The tree itself lay in pieces on the living room floor for an entire week before I finally wrapped and stowed it in it's corner of the basement.
The plastic pine needles that fell off the tree remained on the living room floor for another week until I finally found the time to sweep them up.
Yesterday, BoopityBoop helped me put the furniture back where it belongs. Then they drew me some lovely pictures. #6 and her parents came over to see us yesterday, too. It was a fun day of kids, crayons, paints, football and chicken wings.
January has been fun and busy! We had a pair of great nephews from Arizona stay with us for a night. They wanted to experience a Minnesota winter, as all of their enormous extended family came from here and the vast majority of us still live here. I don't know what kind of stories their parents, grandparents and desert dwelling aunts and uncles told them but they must have been good because the boys were eager to try all things deeply frozen. They're timing was perfect. In the week they spent in Minnesota, they experienced a bull blown blizzard, featuring 8-12" of snow, white out conditions and power outages. They spent a day ice fishing. They took snowmobiles from a lake shore home to a nearby small town for dinner. They met lots of kinfolk. They had a blast.
Jay is the one who took them ice fishing. They drove to a large lake a few miles south of town and rented an ice house from a young, local entrepreneur. Jay had discovered this lad online. He owns several ice houses which he rents air bnb style to ice fishermen who need temporary shelter. Genius!
The boys had fun on the lake but it was a bit scary, too: Jay's truck got stuck on the lake.
This has been a strange winter. We had two weeks of sub zero weather very early; pre-Christmas. Ice fishermen love that, they call it 'ice making weather'. In order to drive on the ice, it needs to be 12-14" thick. I asked my nephew, who lives on a lake, how he can tell if the ice is thick enough and he answered "when I see 8 other vehicles out there. I'll never be the first one out there."
Smart man.
In addition to that early deep freeze, we had a lot of snow early in the season. Believe it or not, we can't take a white Christmas for granted, not even up here. It's not unusual to have a brown Christmas in Minneapolis. It's not normal, but not unheard of. Usually, we've had a few dustings of snow by Christmas and everyone hopes it sticks. Sometimes we get real, measurable snow cover by Christmas and once in a while, blizzards. This year, we had real blizzards before Christmas and well over a foot of snow pre-Christmas. It was shaping up to be a brilliant season for out door winter sports!
Then things got weird.
In January, we've had several more inches of snow but we've also had weeks of just above freezing temps, bringing with it sleet and rain. This has ruined the ice, not just for fishermen, who have to slog through deep slush to get to their holes, have no confidence in the depth of the ice and can't drive their cars on the lake even if the ice is thick because they'll get stuck in the slush, which is what happened to Jay and the boys. They couldn't quite get all the way to the ice house Jay'd rented so they walked the last bit. The young man who rented them the house was also on hand to tow Jay's rig back off the lake: too much slush in the wheel wells made the SUV nearly un-drivable. A car wash and a few hours in a warm garage and all was back to normal. Jay didn't tell the nephews how nervous he was out on that slushy lake. It's gotten much worse since then. I don't think it's going to be an ice fishing year at all, which makes Jay very sad; he loves to ice fish.

What you need to do
a - In the blog post about the Minnesota winter, how thick does the ice need to be before you can drive on it?
b - Pick up the blog post about the Minnesota winter after its final sentence and keep writing.
The lines that come next have no connection to the winter blog post.

Records of labeled points
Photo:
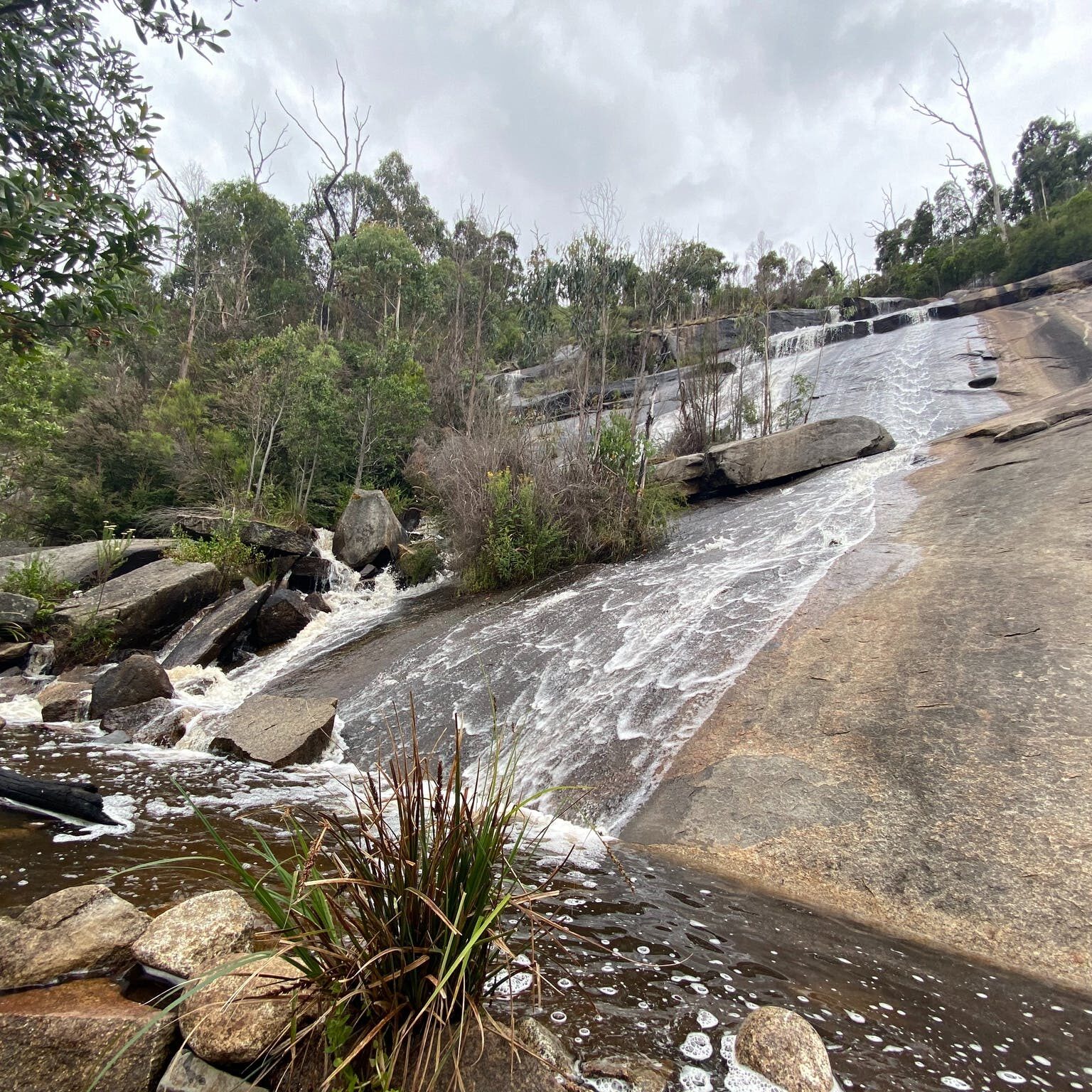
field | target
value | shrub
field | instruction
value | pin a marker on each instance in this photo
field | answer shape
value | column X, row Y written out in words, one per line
column 226, row 550
column 400, row 918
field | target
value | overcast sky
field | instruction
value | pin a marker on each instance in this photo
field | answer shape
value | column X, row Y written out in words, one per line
column 724, row 119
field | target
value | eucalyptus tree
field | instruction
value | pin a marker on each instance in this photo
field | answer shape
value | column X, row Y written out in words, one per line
column 75, row 141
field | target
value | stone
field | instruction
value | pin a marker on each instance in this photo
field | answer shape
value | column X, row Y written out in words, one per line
column 134, row 682
column 266, row 537
column 63, row 701
column 639, row 1073
column 187, row 1073
column 283, row 616
column 18, row 611
column 317, row 602
column 1021, row 429
column 59, row 1040
column 747, row 464
column 79, row 564
column 14, row 652
column 211, row 637
column 310, row 574
column 146, row 605
column 784, row 1049
column 368, row 531
column 83, row 928
column 199, row 933
column 238, row 1016
column 274, row 729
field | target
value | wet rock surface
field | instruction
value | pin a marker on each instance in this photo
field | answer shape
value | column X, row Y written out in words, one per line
column 199, row 931
column 82, row 928
column 277, row 731
column 134, row 682
column 786, row 1049
column 58, row 1040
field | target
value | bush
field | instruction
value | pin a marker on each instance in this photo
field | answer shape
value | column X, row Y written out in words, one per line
column 400, row 918
column 226, row 550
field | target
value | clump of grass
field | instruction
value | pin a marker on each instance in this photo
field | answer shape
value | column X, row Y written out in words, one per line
column 225, row 550
column 400, row 916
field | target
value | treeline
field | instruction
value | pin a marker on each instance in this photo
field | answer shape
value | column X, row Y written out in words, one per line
column 953, row 238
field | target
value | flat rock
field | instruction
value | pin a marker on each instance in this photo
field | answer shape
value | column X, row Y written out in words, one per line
column 284, row 614
column 273, row 729
column 81, row 928
column 79, row 564
column 784, row 1049
column 198, row 933
column 368, row 531
column 148, row 604
column 18, row 611
column 59, row 1040
column 205, row 643
column 238, row 1016
column 63, row 701
column 187, row 1073
column 134, row 682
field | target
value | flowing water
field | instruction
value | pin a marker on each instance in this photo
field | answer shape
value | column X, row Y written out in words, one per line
column 606, row 672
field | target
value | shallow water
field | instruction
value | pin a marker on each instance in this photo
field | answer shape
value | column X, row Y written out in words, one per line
column 609, row 670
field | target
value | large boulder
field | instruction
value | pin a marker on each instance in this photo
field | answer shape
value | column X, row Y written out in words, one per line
column 148, row 604
column 212, row 636
column 136, row 680
column 237, row 1016
column 18, row 611
column 283, row 615
column 187, row 1073
column 368, row 530
column 784, row 1049
column 81, row 928
column 79, row 564
column 277, row 731
column 198, row 933
column 63, row 701
column 59, row 1040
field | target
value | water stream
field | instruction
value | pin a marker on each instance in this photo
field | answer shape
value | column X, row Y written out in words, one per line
column 606, row 672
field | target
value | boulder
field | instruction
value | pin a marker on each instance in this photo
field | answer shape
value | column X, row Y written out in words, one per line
column 18, row 611
column 238, row 1016
column 784, row 1049
column 368, row 531
column 187, row 1073
column 59, row 1040
column 310, row 574
column 284, row 614
column 79, row 564
column 205, row 643
column 199, row 933
column 277, row 731
column 134, row 682
column 747, row 464
column 81, row 928
column 14, row 652
column 63, row 701
column 262, row 536
column 148, row 604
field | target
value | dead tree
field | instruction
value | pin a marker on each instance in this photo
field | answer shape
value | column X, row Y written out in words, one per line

Answers to the exercise
a - It needs to be 12-14 inches thick.

b -
Meanwhile, the skating rink across the street has seen a very strange season. While the hills in the park have been covered with kids sledding for weeks, the huge rink wasn't open for use until two weeks ago; too much snow kept falling. Then, after Christmas, it was hardly cold enough for the ice to set. Finally, in mid January, they got the hockey boards up and it was cold enough to skate. For three glorious day, that rink was covered in skaters of every description. At all hours of the day and under the lights at night, we counted several dozens of skaters from toddlers pushing chairs while their parents skated beside them to hordes of kids, racing around or playing hockey. It was winter perfection!
Then we got two days of snow and the temps jumped up into the high 30s again. It was too snowy to skate and too slushy for the plow to clear the rink. The out door skating season is short no matter what: the sun gets too high in the sky by late February to sustain the ice. I was afraid that was it: a three day skating season this year. But this morning, the plow was out again. It's in single digits this morning, although it is supposed to get up near 30 again by this afternoon. That's kind of perfect: cold enough for ice but warm enough to be out on it all day.
Not nearly cold enough to form lake ice thick enough to drive on, however.
Yesterday, Jay and I drove downtown to the Basilica of St. Mary for Mass. It was over cast when we left our house but the drive was lovely, as the trees along the way were all ice tipped. It hadn't snowed, so they didn't look like they'd been frosted with a heavy hand but they were all made of crystal. If the sun had come out, the whole world would have glittered in the half hour it would have taken for the ice coating on the twigs to melt. The drive north was beautiful. Then we turned east toward downtown and everything changed. Just like that the highway was enveloped in a deep fog, visibility was 50 feet and traffic came to a stand still. We were fortunately able to exit the highway immediately and take back roads into down town. It wasn't just fog; it was a white out blizzard we had just entered! Visibility was terrible but there was very little traffic on the streets, unlike the highway, which at our last glance, looked like a parking lot and we could see the flashing lights of a police car and/or tow truck a few hundred yards past the overpass. We made it to church, although we missed the opening hymn.
Mass was lovely and Father gave a powerful homily on the value of human life. He reminded us that as Catholics, we are called to be Pro LIFE, not just pro birth. He also reminded us that here in the U.S., there are enough of Catholics that if we ALL lived the faith, we could transform this nation overnight.
Something to pray for.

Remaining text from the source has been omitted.